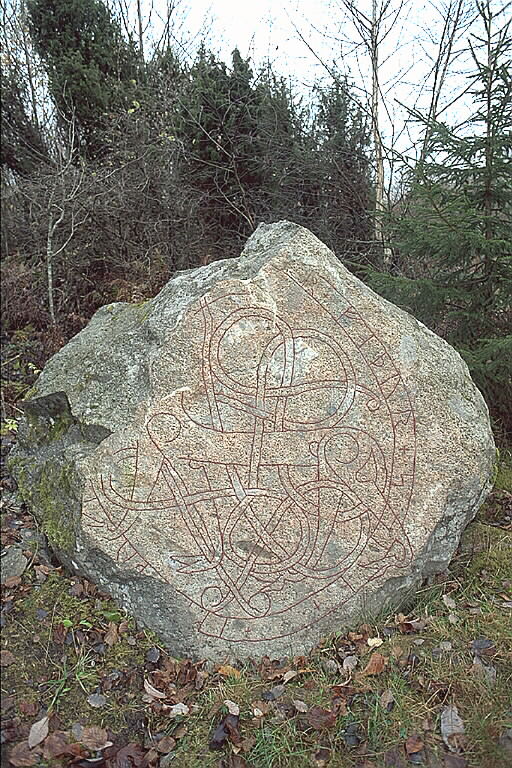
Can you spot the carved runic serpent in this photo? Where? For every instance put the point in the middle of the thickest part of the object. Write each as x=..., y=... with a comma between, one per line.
x=273, y=479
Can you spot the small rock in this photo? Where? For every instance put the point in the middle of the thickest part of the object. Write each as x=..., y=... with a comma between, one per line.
x=36, y=543
x=13, y=563
x=153, y=655
x=96, y=700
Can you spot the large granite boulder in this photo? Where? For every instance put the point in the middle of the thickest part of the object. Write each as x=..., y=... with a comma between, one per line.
x=257, y=456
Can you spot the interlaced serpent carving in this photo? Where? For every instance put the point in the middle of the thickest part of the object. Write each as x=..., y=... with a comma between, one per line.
x=280, y=479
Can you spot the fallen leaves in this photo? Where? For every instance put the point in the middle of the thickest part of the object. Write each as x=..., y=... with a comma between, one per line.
x=232, y=707
x=226, y=730
x=320, y=718
x=38, y=732
x=153, y=692
x=96, y=700
x=22, y=755
x=226, y=670
x=452, y=729
x=375, y=665
x=95, y=738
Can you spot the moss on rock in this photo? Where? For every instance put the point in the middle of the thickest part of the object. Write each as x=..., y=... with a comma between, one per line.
x=55, y=487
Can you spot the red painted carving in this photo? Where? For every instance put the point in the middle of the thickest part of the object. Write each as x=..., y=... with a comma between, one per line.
x=279, y=489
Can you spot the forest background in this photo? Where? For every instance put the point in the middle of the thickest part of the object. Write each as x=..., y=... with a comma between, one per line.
x=130, y=151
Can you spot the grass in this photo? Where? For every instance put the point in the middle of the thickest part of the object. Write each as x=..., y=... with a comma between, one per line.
x=57, y=639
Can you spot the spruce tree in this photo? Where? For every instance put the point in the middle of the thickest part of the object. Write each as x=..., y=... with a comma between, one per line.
x=91, y=68
x=456, y=233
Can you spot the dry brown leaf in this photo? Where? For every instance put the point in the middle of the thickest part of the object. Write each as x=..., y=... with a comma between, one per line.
x=320, y=718
x=95, y=738
x=166, y=744
x=413, y=744
x=350, y=663
x=56, y=745
x=232, y=706
x=226, y=670
x=112, y=634
x=376, y=664
x=452, y=729
x=322, y=757
x=38, y=732
x=387, y=700
x=30, y=708
x=21, y=755
x=449, y=602
x=290, y=675
x=152, y=691
x=177, y=709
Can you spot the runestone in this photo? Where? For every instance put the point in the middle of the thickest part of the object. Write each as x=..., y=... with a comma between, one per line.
x=275, y=477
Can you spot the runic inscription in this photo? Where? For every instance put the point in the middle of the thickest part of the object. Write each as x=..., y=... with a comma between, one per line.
x=276, y=485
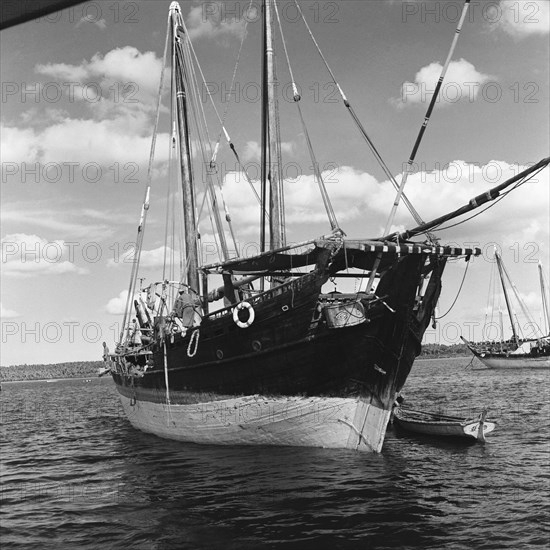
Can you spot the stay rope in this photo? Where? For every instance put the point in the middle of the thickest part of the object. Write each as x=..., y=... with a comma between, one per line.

+--

Convert the whole listing above into a JSON list of strings with one string per line, skipping blank lines and leaving out the pictures.

[
  "Can you spot the carved runic serpent in this photo? Where? For every instance put the point in the middle of the thickest part of the object. Write each as x=..., y=... with a comma between, one per line.",
  "x=273, y=479",
  "Can you spot the small rock in this photo? Where? For every instance put the point in the middle of the thickest part of the object. Write each as x=..., y=... with a comma between, one per line.",
  "x=36, y=543",
  "x=13, y=563",
  "x=153, y=655",
  "x=96, y=700",
  "Can you spot the large granite boulder in this photo? Where? For every instance put the point in the middle of the thickest part of the object. Write each as x=..., y=... with a comma between, one per line.",
  "x=257, y=456",
  "Can you spot the interlaced serpent carving in this photo? Where? For every instance put the point in the middle of the thickest part of the object. Write each as x=..., y=... with a comma between, one per line.",
  "x=280, y=479",
  "Can you spot the fallen leaves in this photo? Where? For every instance put the point in the middle of the thickest part of the object. Write each as x=..., y=... with a comma between, one per line.",
  "x=232, y=707",
  "x=226, y=730",
  "x=320, y=718",
  "x=38, y=732",
  "x=153, y=692",
  "x=96, y=700",
  "x=22, y=755",
  "x=226, y=670",
  "x=452, y=729",
  "x=375, y=665",
  "x=95, y=738",
  "Can you spot the moss on rock in this photo? Where? For every instance put the point in the middle of the thickest part of the object. Write each as x=..., y=... with a comma between, one per line.",
  "x=55, y=487",
  "Can you spot the red painted carving in this photo? Where? For every instance put the point in the middle of the thickest part of the object. Write each as x=..., y=... with a comma between, one per line.",
  "x=279, y=489",
  "Can you spot the forest background in this photo? Where? For every instance put the point in the middle of the thickest part of the object. Write each as x=..., y=... with a comma between, one per line.",
  "x=130, y=151",
  "Can you spot the grass in this photo? Where? For every instance put the point in the middle of the thickest part of the object. Write each as x=..., y=... with a comma between, one per line.",
  "x=57, y=639",
  "Can you spot the spruce tree in this photo? Where? For every instance put the point in the middle of the thickest part of the object. Write each as x=..., y=... with a comma between, one per line.",
  "x=91, y=68",
  "x=456, y=233",
  "Can you spot the dry brown leaf in this photo? Where? For every instance put the point in the middle of the thickest part of the object. Write each as x=..., y=... with a comma between, one per line.",
  "x=320, y=718",
  "x=95, y=738",
  "x=166, y=744",
  "x=413, y=744",
  "x=350, y=663",
  "x=56, y=745",
  "x=232, y=706",
  "x=226, y=670",
  "x=112, y=634",
  "x=376, y=664",
  "x=452, y=729",
  "x=322, y=757",
  "x=38, y=732",
  "x=387, y=700",
  "x=30, y=708",
  "x=21, y=755",
  "x=449, y=602",
  "x=290, y=675",
  "x=152, y=691",
  "x=177, y=709",
  "Can you spot the runestone in this photo? Where? For every instance put the point in the middle of the thickest part of the object. Write each as x=..., y=... with a comma between, one per line.",
  "x=275, y=477",
  "Can you spot the runic inscription in this photo? Where? For every instance put the point in the middle of the thickest part of the object. Write each as x=..., y=... with a comma between, one per line.",
  "x=276, y=485",
  "Can you spot the stay rope in this photo? Where? For every instance put the point in the middle of the thickest part of the object. Write each as x=..., y=... with a comma between, one per line."
]